_Document section_:
^^^^^^^^
In-place transposition of a matrix

The problem is, that the task is set uncorrectly. If you would meant by "the same place" use of the same matrix, it is a correct task. But when you are talking about writing down to the same area in memory, " the matrix is represented as a single array of size m*n", you have to add how is it represented there. Otherwards it is enough to change nothing except the function that reads that matrix - simply swap indexes in it.

You want to transpose the matrix representation in memory so, that the reading/setting function for this matrix by indexes remains the same. Don't you?

Also, we can't write down the algorithm not knowing, is the matrix written in memory by rows or by columns. OK, let's say it is written by rows. Isn't it?

If we set these two lacking conditions, the task becomes correct and is not hard to be solved.

Simply we should take every element in the matrix by linear index, find its row/column pair, transpose it, find another resulting linear index and put the value into the new place. The problem is that the transformation is autosymmetric only in the case of square matrices, so it really could not be done in site. Or it could, if we find the whole index transformation map and later use it on matrix.

Starting matrix A:
m- number of rows
n- number of columns
nm - number of elements
li - linear index
i - column number
j - row number

resulting matrix B:
lir - resulting linear index

Transforming array trans

//preparation
for (li=0;li<nm;li++){
    j=li / n;
    i=li-j*n;
    lir=i*m+j;
    trans[li]=lir;
}

// transposition
for (li=0;li<nm;li++){
   cur=li;
   lir=trans[cur];
   temp2=a[lir];
   cur=lir;
   while (cur!=li){
      lir=trans[cur];
      temp1=a[cur];
      a[cur]=temp2;
      temp2=temp1;
      check[cur]=1;
      cur=lir;
   }
}

Such auto transposing has sense only if there are heavy elements in cells.

It is possible to realize trans[] array as a function.


Doing this efficiently in the general case requires some effort. The non-square and in- versus out-of-place algorithms differ. Save yourself much effort and just use FFTW. I previously prepared a more complete write up, including sample code, on the matter.


Inspired by the Wikipedia - Following the cycles algorithm description, I came up with following C++ implementation:

#include <iostream>  // std::cout
#include <iterator>  // std::ostream_iterator
#include <algorithm> // std::swap (until C++11)
#include <vector>

template<class RandomIterator>
void transpose(RandomIterator first, RandomIterator last, int m)
{
    const int mn1 = (last - first - 1);
    const int n   = (last - first) / m;
    std::vector<bool> visited(last - first);
    RandomIterator cycle = first;
    while (++cycle != last) {
        if (visited[cycle - first])
            continue;
        int a = cycle - first;
        do  {
            a = a == mn1 ? mn1 : (n * a) % mn1;
            std::swap(*(first + a), *cycle);
            visited[a] = true;
        } while ((first + a) != cycle);
    }
}

int main()
^^^^^^^^
_Listed records_:
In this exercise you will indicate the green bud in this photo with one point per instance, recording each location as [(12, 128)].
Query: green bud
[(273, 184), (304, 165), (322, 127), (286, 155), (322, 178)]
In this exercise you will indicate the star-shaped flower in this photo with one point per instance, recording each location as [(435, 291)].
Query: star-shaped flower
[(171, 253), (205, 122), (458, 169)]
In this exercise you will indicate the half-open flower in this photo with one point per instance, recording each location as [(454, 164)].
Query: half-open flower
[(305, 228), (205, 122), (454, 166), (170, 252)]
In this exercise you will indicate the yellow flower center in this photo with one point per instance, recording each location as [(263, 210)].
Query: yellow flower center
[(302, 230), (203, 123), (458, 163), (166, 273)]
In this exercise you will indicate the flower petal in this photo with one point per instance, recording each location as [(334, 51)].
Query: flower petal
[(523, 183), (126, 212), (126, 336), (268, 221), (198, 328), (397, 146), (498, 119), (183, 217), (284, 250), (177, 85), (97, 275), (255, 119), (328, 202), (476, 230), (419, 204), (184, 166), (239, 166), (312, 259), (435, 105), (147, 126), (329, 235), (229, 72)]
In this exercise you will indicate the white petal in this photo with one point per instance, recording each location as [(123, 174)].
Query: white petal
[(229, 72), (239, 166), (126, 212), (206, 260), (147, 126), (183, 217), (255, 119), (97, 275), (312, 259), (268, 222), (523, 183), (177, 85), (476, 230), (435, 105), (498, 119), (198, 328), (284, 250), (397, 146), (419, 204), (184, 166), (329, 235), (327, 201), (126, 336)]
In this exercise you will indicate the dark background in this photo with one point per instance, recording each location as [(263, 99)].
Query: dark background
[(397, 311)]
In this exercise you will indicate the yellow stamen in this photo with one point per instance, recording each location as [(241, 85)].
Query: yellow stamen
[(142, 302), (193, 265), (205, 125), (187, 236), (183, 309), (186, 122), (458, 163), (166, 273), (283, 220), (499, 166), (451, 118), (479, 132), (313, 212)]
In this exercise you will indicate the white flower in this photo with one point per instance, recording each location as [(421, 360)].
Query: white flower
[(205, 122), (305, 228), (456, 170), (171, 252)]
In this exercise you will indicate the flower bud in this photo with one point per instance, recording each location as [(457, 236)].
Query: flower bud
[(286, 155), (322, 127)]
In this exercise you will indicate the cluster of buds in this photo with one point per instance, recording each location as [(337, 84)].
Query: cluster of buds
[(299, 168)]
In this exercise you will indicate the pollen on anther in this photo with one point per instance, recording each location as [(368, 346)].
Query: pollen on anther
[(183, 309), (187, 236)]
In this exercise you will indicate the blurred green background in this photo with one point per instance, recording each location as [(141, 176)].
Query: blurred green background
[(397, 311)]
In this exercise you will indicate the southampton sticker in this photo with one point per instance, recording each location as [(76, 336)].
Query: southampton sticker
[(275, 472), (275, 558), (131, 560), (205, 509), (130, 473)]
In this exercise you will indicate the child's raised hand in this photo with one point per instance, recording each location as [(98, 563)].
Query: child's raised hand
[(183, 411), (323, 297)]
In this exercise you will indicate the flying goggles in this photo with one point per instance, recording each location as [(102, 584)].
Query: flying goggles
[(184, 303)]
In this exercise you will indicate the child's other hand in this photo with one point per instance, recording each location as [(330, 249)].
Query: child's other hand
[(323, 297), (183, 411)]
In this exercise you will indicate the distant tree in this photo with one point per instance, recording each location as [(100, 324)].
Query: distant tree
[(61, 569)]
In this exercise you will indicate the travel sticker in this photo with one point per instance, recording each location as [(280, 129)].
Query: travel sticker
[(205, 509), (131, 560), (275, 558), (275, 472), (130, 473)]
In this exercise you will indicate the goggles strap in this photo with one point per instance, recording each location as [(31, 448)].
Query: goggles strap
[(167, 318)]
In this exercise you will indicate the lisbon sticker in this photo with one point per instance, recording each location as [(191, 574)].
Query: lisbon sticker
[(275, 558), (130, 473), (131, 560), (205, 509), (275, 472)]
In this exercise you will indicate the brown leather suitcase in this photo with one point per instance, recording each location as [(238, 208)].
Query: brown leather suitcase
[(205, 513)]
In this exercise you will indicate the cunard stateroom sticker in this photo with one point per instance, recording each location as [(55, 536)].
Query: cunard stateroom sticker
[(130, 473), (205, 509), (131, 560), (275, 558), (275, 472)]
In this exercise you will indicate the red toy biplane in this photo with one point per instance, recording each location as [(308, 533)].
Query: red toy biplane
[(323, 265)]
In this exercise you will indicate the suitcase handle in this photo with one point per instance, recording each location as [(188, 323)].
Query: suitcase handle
^^^^^^^^
_Task prompt_: Please return the stretch of the matrix transposition thread above from "Doing this efficiently" through "on the matter.", copied word for word.

_Task solution_:
Doing this efficiently in the general case requires some effort. The non-square and in- versus out-of-place algorithms differ. Save yourself much effort and just use FFTW. I previously prepared a more complete write up, including sample code, on the matter.